> PROBLEM REQUIREMENTS:
Could you transcribe every record below exactly as written, leaving out any pictures?

--------

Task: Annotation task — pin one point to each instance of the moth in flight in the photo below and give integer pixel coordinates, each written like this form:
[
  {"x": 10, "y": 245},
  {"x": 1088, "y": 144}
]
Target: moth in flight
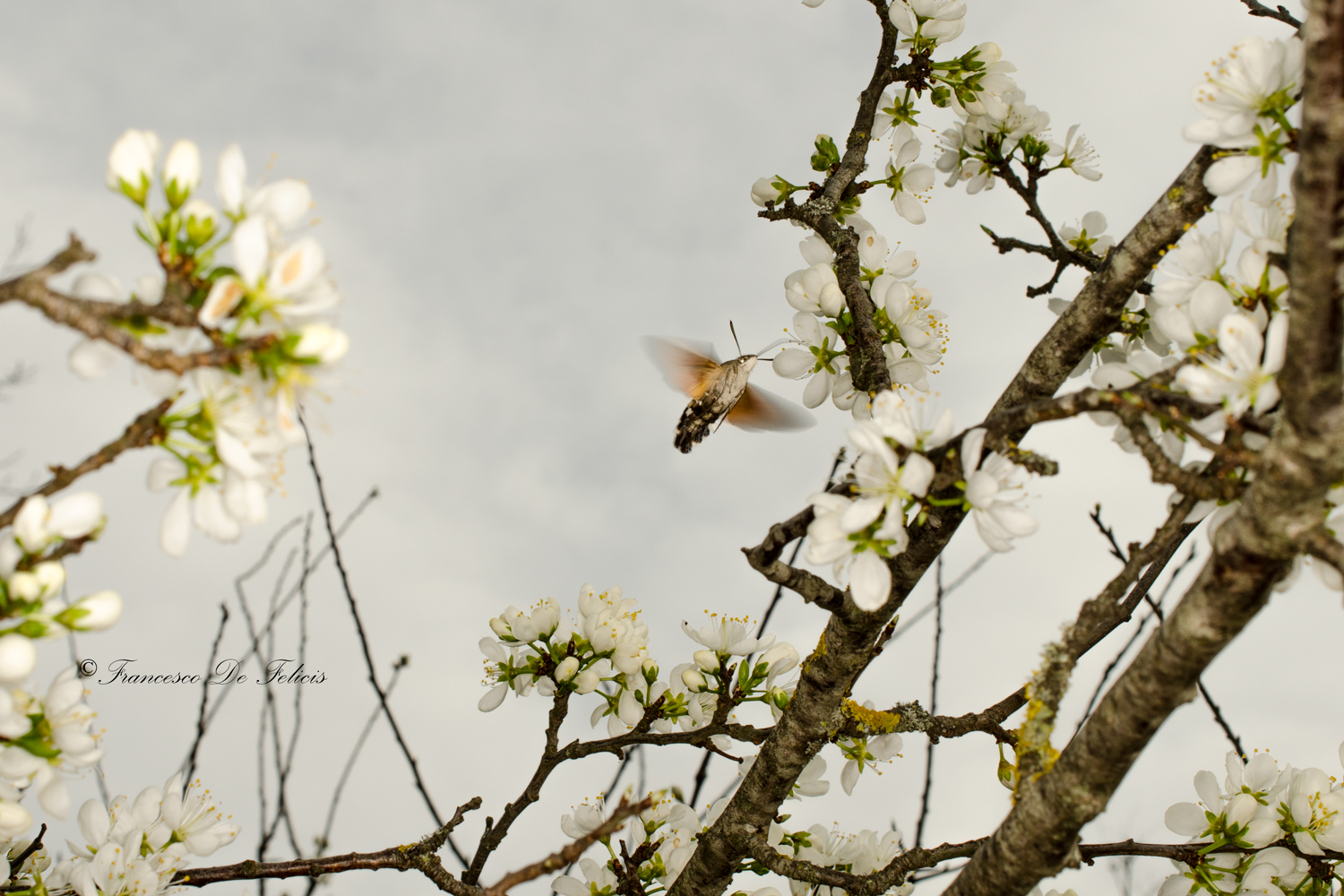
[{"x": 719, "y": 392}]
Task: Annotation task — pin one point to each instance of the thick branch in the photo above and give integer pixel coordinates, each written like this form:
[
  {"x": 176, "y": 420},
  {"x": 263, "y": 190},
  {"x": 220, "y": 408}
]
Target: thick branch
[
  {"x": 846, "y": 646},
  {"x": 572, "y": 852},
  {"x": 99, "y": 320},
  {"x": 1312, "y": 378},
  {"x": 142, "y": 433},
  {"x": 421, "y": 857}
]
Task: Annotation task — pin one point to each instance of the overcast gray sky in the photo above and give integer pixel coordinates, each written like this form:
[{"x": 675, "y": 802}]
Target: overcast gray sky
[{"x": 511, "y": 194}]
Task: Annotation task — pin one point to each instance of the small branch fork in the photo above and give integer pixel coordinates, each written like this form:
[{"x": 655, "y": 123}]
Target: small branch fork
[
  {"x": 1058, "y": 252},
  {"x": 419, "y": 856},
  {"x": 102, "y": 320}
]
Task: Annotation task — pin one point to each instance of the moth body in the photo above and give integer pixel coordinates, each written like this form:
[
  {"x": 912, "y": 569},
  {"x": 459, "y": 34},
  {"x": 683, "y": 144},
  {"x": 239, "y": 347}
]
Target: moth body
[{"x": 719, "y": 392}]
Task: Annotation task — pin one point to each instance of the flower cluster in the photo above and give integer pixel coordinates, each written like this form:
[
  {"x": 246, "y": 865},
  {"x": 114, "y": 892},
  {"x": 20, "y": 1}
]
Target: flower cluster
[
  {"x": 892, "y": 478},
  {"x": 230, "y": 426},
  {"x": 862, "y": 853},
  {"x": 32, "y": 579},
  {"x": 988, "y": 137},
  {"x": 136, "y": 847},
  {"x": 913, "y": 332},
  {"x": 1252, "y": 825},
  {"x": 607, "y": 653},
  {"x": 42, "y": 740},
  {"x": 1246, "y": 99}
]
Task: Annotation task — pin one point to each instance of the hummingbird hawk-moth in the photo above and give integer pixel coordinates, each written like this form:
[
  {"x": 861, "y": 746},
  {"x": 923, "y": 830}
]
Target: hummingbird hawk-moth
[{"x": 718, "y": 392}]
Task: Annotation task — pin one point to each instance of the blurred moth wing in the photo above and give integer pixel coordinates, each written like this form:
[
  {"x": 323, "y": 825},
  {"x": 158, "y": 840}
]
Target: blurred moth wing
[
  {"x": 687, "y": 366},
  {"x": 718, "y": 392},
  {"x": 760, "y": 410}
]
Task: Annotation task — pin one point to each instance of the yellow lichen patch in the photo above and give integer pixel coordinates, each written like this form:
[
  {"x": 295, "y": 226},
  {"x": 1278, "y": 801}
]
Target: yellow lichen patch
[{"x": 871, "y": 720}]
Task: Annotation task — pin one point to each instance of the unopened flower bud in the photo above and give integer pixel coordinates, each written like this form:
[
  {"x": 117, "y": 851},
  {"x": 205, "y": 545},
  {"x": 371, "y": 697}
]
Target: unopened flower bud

--------

> RESPONSE:
Task: Annotation task — pin one point to each instance of the moth in flight in the photo below and give integer pixel coordinates, each written like this form:
[
  {"x": 10, "y": 245},
  {"x": 1088, "y": 144}
]
Target: moth in flight
[{"x": 719, "y": 392}]
Task: Annotation task — pin one point to each instance of the thick branch in the photo above and give integer pixel coordinates, each written like this form:
[
  {"x": 176, "y": 420},
  {"x": 263, "y": 190},
  {"x": 220, "y": 408}
]
Target: thick branch
[
  {"x": 846, "y": 646},
  {"x": 572, "y": 852},
  {"x": 99, "y": 320},
  {"x": 1312, "y": 378},
  {"x": 142, "y": 433},
  {"x": 421, "y": 857}
]
Task: Annotation task — pin one point to each instance of the overcast gray sky in the photo above and give integer pixel coordinates, each written like this form:
[{"x": 675, "y": 802}]
Target: overcast gray sky
[{"x": 511, "y": 194}]
Task: Annotation task — pin one point to each instance of the small branch fork in the photo above and give integer pixel coordinates, each written like this form:
[{"x": 655, "y": 123}]
Target: small branch fork
[
  {"x": 1058, "y": 252},
  {"x": 419, "y": 856},
  {"x": 102, "y": 320}
]
Task: Annotation task — pin one point to each instance of the moth body in the photo above and give integer pixel coordinates, each written like this form:
[
  {"x": 912, "y": 569},
  {"x": 459, "y": 34},
  {"x": 683, "y": 144},
  {"x": 239, "y": 347}
]
Target: moth body
[{"x": 719, "y": 392}]
Task: Annotation task — pin one point to each instance of the flower cluster in the photo above and give integer pixel coordinates, each written like this form:
[
  {"x": 246, "y": 865},
  {"x": 114, "y": 892},
  {"x": 20, "y": 1}
]
Target: flower cluster
[
  {"x": 892, "y": 478},
  {"x": 230, "y": 426},
  {"x": 862, "y": 853},
  {"x": 32, "y": 579},
  {"x": 988, "y": 137},
  {"x": 136, "y": 847},
  {"x": 913, "y": 332},
  {"x": 1252, "y": 825},
  {"x": 607, "y": 653},
  {"x": 42, "y": 740},
  {"x": 1246, "y": 99}
]
Task: Annotation task — pin one point to each instance of the hummingbird hawk-moth in the photo above and give integer pixel coordinates, each written like this form:
[
  {"x": 861, "y": 746},
  {"x": 923, "y": 830}
]
Target: hummingbird hawk-moth
[{"x": 718, "y": 392}]
Task: Annotation task — pin one point to each instance of the blurred moth wing in the photo above and give integer pixel coordinates, each written like this form:
[
  {"x": 323, "y": 825},
  {"x": 158, "y": 840}
]
Target: blurred moth wing
[
  {"x": 687, "y": 366},
  {"x": 718, "y": 392},
  {"x": 760, "y": 410}
]
Task: Annotation task — pin one point to each instance of the yellow lichen patch in the photo above and give integer pixel coordinates, each written like this form:
[
  {"x": 295, "y": 226},
  {"x": 1278, "y": 801}
]
Target: yellow lichen patch
[{"x": 871, "y": 720}]
Task: Annotation task — pin one point to each instance of the unopened flower bud in the photo above and give integer pixel coordinates, each written like this form:
[
  {"x": 117, "y": 851},
  {"x": 205, "y": 545},
  {"x": 371, "y": 697}
]
Target: unopened flower bud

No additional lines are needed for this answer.